## Your goal
Write out every single entry exactly.

══════════

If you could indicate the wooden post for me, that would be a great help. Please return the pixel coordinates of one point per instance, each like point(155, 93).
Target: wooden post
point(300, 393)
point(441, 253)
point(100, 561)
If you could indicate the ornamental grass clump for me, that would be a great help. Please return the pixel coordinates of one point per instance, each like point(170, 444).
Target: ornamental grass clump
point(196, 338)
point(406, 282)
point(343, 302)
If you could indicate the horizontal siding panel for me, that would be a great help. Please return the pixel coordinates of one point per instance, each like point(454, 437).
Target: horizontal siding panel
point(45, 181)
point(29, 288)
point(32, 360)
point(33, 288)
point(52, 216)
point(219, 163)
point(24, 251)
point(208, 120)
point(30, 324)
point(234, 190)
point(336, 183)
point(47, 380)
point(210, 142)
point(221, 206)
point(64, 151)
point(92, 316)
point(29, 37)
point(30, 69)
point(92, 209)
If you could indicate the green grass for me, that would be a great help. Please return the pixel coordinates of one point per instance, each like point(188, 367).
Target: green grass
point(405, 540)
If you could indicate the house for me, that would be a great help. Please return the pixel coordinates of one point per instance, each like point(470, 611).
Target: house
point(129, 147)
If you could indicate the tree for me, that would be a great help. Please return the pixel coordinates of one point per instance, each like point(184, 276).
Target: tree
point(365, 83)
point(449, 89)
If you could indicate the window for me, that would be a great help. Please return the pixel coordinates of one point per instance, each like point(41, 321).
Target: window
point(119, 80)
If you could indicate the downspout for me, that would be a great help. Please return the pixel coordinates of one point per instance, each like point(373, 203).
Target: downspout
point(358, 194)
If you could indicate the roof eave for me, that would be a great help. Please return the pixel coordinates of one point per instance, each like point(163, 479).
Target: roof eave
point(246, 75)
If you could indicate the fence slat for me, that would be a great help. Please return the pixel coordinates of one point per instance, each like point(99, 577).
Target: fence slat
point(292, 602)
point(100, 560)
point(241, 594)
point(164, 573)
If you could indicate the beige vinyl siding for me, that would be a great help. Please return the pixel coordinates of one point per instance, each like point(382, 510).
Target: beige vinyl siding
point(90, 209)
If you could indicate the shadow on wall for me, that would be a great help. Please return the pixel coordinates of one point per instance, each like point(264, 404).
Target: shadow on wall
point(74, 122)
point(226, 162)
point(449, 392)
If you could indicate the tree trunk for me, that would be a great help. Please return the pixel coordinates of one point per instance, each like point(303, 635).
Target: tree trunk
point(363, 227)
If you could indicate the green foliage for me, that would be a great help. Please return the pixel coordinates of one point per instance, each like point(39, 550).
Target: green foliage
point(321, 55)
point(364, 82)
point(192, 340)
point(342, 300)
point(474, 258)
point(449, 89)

══════════

## Result of the task
If you could indicate the wooden post for me, that would be a great help. Please return the pixel coordinates of one point per instance, each like point(155, 93).
Target: wooden post
point(300, 393)
point(441, 253)
point(100, 561)
If you could indicate the ornamental grass clump for me, that would be a great help. Please return the pixel coordinates of one point per instance, each like point(170, 444).
Target: ornamental grass clump
point(196, 338)
point(406, 282)
point(343, 302)
If you could indicate the horizontal siding panel for me, that would be a great help. Please return the pixel coordinates of one point per instance, each like point(454, 437).
Target: horizontal siding panel
point(45, 181)
point(29, 288)
point(32, 360)
point(33, 288)
point(52, 216)
point(219, 163)
point(24, 251)
point(208, 120)
point(30, 324)
point(234, 190)
point(336, 183)
point(47, 380)
point(210, 142)
point(221, 206)
point(64, 151)
point(92, 316)
point(29, 37)
point(30, 69)
point(92, 209)
If you could indicate the green grass for me, that would be a great help. Please return the pixel coordinates of one point per instance, each like point(188, 367).
Target: green grass
point(405, 540)
If you could indicate the house for me, that would be a great help. Please return the pixel coordinates of one point per instance, each like point(470, 611).
Target: house
point(129, 147)
If you could indicate the tree for me, that would be a great help. Please return the pixel coordinates of one point per instance, each like point(184, 276).
Target: tree
point(365, 83)
point(449, 89)
If you could indicate the window for me, that would be a great help. Please return the pixel coordinates of one point per instance, each like point(41, 321).
Target: window
point(119, 80)
If you could indicate the downspout for me, that would be a great help. Please return the pixel coordinates of one point per instance, each like point(373, 203).
Target: downspout
point(358, 194)
If you could indicate the roof eave for me, that would be a great help. Please return the pixel coordinates of one point per instance, each like point(163, 479).
Target: roof eave
point(246, 75)
If you could indicate the fence slat for me, that would be a great help. Please return the pixel coordinates of one point per instance, each like point(99, 577).
Target: fence slat
point(292, 602)
point(100, 560)
point(241, 594)
point(164, 573)
If you could indicate the beige vinyl siding for me, that would be a great help. Please return the pixel coordinates of one point per instance, each like point(382, 510).
Target: beige vinyl siding
point(90, 209)
If you could indicate the shadow on wall for me, that would be a great help. Please return the pixel coordinates of one point per instance, each like point(264, 404).
Target: shadow on wall
point(74, 122)
point(226, 162)
point(449, 392)
If you could indicate the tree trunk for me, that would be a great help. Please return the pixel coordinates of one point per instance, each like point(303, 635).
Target: tree trunk
point(363, 227)
If you could indicate the green foliage for me, that would be a great help. Please return the pixel coordinates of one point per instance, each like point(39, 550).
Target: green foliage
point(321, 55)
point(364, 82)
point(192, 340)
point(342, 300)
point(474, 258)
point(449, 89)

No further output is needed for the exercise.